## WHAT THE TASK REQUIRES
From the World War I chemical warfare lesson below, list every occupation it gives for its instructor.

WWI Chemical Warfare: Poison Gas & Gas Masks

Instructor: Nate Sullivan

Nate Sullivan holds a M.A. in History and a M.Ed. He is an adjunct history professor, middle school history teacher, and freelance writer.

In this lesson we will learn about chemical warfare during World War I. We will explore how poison gas was used, how effective it was in battle, and what measures were used to combat it.

World War I: A War of 'Firsts'

Imagine being a soldier entrenched in the ground and seeing a yellowish fog roll in. At first you don't know what to make of it. Then you begin to smell an odor. It smells like garlic - no wait, more like mustard. Your eyes begin to water and your skin begins to itch and burn. You have to get away from it, but there's no where to go: if you attempt to leave the cover of the trench, you'll be gunned down by enemy soldiers across the battlefield, and yet if you stay, you die choking on this burning yellow cloud! It's everywhere.

This was the experience of some to poison gas in World War I. In many respects World War I, the war fought between several European powers (and eventually America) from 1914-1918, can be thought of as a 'war of firsts.' The aircraft, tank, machine gun, and other technologies first saw widespread use in World War I. And of course, another important invention that was new to the war was the use of poison gas, or what we would call chemical warfare. Chemical weapons scared the daylights out of ordinary soldiers; it's not surprising when you consider the scenario described earlier! It was a powerful new weapon that caused unspeakable agony to those exposed to it.

Soldiers in World War I commonly wore gas masks to protect themselves from poison gas.

## DATASET
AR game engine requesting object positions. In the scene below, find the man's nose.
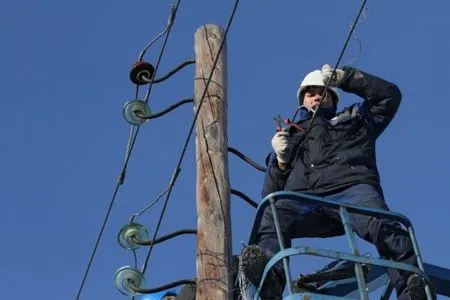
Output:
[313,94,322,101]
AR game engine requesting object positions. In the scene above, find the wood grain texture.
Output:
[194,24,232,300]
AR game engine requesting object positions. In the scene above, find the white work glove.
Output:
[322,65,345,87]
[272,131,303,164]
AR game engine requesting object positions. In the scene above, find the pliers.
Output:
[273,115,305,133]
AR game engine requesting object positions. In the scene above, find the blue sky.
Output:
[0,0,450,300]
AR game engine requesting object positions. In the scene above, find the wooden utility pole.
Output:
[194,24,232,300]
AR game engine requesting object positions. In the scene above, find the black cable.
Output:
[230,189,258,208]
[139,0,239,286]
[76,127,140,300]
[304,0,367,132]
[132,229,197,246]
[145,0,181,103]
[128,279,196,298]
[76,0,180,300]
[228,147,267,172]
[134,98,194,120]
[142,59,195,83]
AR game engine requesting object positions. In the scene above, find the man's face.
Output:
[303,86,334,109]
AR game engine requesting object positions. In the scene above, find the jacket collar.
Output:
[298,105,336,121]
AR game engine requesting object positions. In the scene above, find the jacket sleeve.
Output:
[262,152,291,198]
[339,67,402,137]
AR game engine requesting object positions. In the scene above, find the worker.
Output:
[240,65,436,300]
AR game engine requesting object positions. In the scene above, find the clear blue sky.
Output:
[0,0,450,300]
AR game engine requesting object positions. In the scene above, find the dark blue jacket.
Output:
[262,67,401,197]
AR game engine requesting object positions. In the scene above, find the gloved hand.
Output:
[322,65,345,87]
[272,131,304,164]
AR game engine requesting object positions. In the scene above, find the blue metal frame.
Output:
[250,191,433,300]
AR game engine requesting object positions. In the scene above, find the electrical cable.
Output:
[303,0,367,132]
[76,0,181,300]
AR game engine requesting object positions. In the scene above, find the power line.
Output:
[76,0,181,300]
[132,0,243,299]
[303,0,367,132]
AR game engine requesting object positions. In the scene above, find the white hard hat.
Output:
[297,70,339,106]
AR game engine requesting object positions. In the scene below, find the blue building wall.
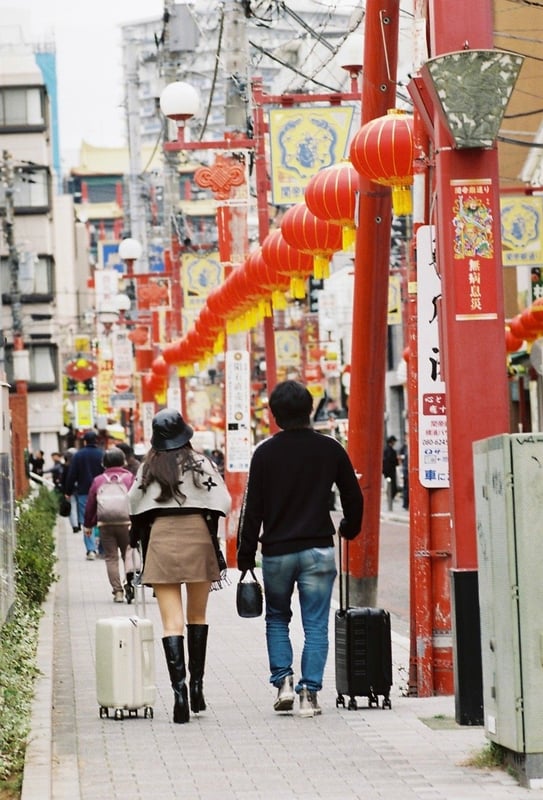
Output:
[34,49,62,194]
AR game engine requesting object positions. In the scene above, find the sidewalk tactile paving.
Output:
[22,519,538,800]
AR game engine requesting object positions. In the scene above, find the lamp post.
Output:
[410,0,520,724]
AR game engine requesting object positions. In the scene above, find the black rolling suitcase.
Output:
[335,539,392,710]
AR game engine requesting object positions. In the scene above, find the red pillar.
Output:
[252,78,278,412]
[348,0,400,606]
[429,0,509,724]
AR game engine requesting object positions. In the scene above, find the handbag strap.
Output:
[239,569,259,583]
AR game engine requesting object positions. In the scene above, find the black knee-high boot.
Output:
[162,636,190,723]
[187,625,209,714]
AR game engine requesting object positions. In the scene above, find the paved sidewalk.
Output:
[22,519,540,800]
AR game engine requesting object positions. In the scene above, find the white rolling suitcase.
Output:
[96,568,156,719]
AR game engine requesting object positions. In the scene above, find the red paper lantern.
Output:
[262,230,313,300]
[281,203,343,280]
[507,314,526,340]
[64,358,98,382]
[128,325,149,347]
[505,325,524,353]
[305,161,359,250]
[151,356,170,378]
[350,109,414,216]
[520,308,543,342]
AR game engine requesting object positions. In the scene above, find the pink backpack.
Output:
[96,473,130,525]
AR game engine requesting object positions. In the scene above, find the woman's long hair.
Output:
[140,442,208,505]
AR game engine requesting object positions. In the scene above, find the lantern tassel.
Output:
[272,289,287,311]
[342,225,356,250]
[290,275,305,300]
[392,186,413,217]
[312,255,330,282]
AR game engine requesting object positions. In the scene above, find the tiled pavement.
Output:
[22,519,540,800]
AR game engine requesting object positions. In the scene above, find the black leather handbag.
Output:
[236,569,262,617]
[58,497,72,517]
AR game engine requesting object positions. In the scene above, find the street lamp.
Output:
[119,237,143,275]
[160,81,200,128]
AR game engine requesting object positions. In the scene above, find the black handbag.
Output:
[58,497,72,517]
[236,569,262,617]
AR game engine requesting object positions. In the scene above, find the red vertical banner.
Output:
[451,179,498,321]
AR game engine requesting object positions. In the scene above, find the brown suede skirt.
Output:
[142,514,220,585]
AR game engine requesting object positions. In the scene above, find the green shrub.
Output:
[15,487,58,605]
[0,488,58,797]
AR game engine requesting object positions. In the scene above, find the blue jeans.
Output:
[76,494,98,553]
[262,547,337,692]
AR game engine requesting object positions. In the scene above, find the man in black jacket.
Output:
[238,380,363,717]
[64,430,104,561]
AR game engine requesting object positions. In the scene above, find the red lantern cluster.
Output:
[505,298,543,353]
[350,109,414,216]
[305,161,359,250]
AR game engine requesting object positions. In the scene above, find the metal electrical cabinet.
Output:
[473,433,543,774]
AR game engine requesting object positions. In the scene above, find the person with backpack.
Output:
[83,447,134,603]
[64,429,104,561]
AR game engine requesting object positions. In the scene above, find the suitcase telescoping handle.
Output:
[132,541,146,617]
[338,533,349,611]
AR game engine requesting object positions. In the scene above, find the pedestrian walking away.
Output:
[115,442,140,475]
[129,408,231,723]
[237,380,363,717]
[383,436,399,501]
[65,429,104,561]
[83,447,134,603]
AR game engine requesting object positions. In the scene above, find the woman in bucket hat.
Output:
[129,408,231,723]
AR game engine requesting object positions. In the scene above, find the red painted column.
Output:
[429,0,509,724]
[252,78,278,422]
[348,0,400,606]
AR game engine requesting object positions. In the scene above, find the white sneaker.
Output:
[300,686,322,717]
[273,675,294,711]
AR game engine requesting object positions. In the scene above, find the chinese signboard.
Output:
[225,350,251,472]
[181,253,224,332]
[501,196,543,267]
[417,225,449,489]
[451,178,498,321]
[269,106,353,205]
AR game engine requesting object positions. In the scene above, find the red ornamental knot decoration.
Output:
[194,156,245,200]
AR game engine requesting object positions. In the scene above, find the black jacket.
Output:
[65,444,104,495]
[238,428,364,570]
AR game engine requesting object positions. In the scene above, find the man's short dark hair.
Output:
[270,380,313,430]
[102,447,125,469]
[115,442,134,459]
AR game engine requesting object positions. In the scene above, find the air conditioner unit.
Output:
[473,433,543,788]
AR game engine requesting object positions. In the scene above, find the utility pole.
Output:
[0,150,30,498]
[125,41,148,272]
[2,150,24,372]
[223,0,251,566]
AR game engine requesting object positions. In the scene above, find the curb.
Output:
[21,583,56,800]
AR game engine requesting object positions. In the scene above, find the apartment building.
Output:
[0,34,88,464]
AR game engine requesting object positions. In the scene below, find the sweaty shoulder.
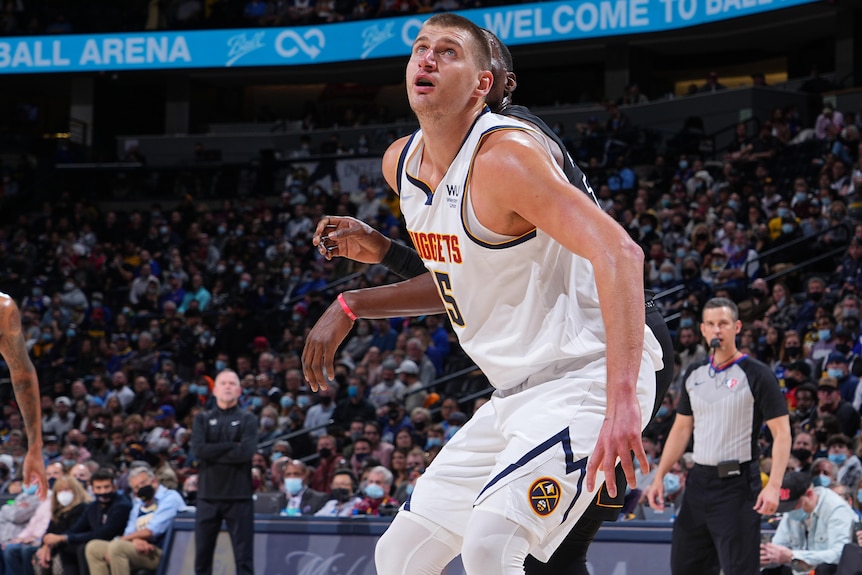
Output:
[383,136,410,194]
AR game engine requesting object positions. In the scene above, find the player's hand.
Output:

## EXERCISE RESPONSE
Adjunct history professor, middle school history teacher, and freelance writer.